(Point placement records)
----------------

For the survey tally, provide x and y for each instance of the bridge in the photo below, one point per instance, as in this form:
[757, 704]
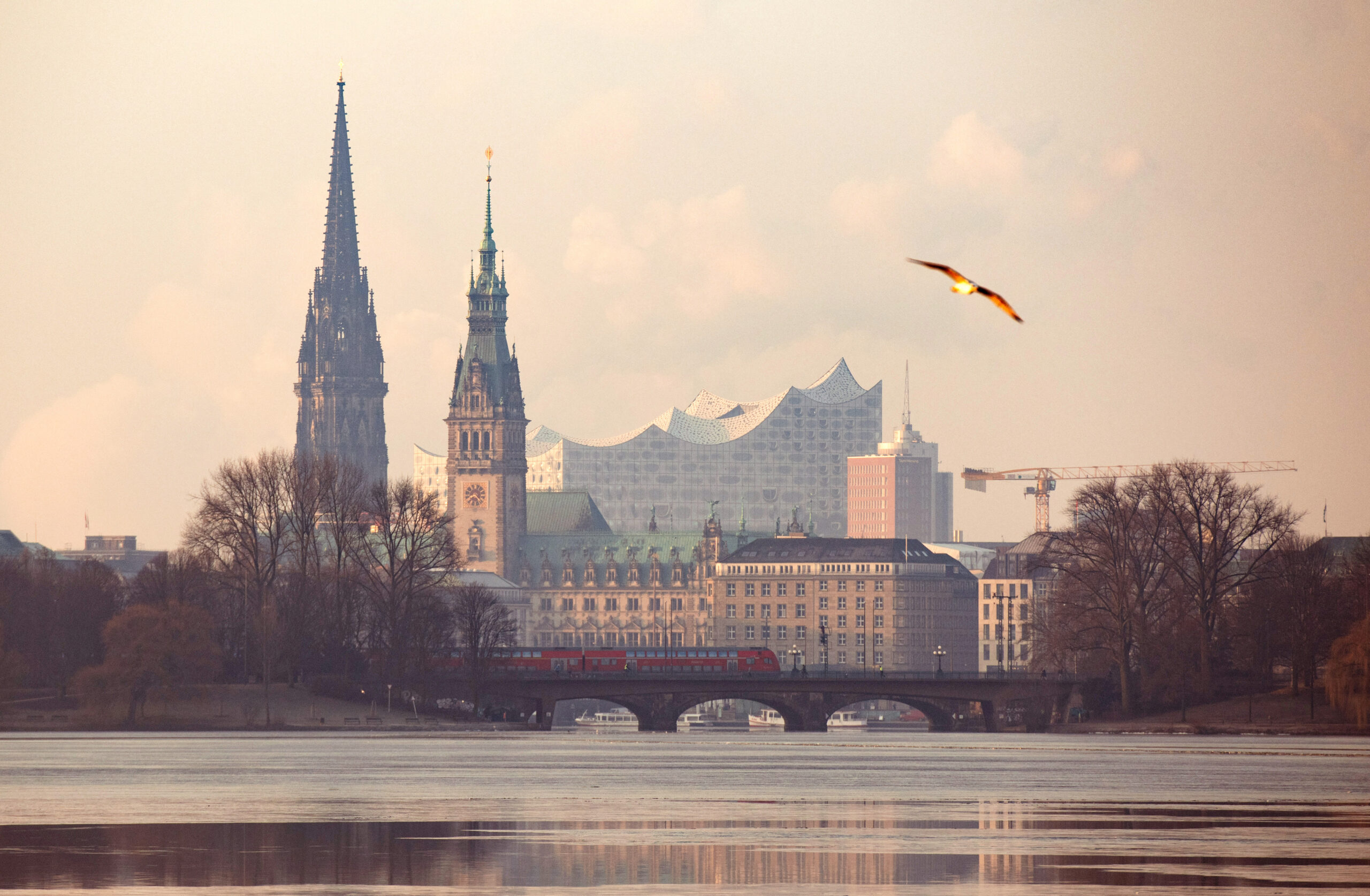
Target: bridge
[805, 701]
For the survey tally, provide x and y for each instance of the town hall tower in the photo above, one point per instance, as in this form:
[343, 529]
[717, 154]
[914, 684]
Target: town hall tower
[487, 470]
[341, 385]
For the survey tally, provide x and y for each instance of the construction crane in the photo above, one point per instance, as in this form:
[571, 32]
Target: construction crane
[1046, 479]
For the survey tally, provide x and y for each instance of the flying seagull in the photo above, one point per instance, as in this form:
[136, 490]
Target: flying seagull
[966, 287]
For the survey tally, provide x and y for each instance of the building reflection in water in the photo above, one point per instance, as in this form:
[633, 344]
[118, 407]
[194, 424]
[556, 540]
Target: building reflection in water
[478, 854]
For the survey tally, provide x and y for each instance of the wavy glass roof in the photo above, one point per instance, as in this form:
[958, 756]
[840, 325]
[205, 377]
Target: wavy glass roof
[711, 420]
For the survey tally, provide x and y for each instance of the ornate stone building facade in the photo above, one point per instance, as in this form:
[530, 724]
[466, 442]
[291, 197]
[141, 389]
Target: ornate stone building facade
[341, 369]
[485, 425]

----------------

--- What to produce ---
Write out the records above line for line, leaving out the picture placeholder lines.

--- The response ---
For the survey tally, provide x and y for each instance of the bridge in the photo below, one point per instance, as in this form:
[757, 704]
Target: bridge
[805, 701]
For the survey tally, provide x and y for each instance of the town hall tower in the photo above, one point per instance, as in this form:
[343, 529]
[717, 154]
[914, 684]
Target: town hall tower
[487, 470]
[341, 385]
For the survey tally, provide x and y for each instance of the construction crane in the photo above, one point per instance, as in this form:
[571, 32]
Target: construction crane
[1046, 479]
For the survey tally, provide x and y for each instance of the flying seagull in the photo above, one point per instance, as in this form:
[136, 490]
Target: flying seagull
[966, 287]
For the survey tally, provide x and y for each instance of the building reflection in water in the photo above, one point per instance, as in this form:
[633, 344]
[118, 407]
[194, 424]
[556, 540]
Target: building reflection in water
[478, 854]
For the survey tally, provide x and y for each instance of the wavy glass roof in the photo above, one point per instance, as in this form:
[958, 756]
[840, 325]
[205, 377]
Target: wavy glass roof
[711, 420]
For the survey tally, provide x and y for each instance of the ornate stone building facade in the photo above, one point per instance, as in this form:
[530, 724]
[466, 442]
[291, 197]
[141, 389]
Target: ornate stone building facade
[341, 369]
[485, 425]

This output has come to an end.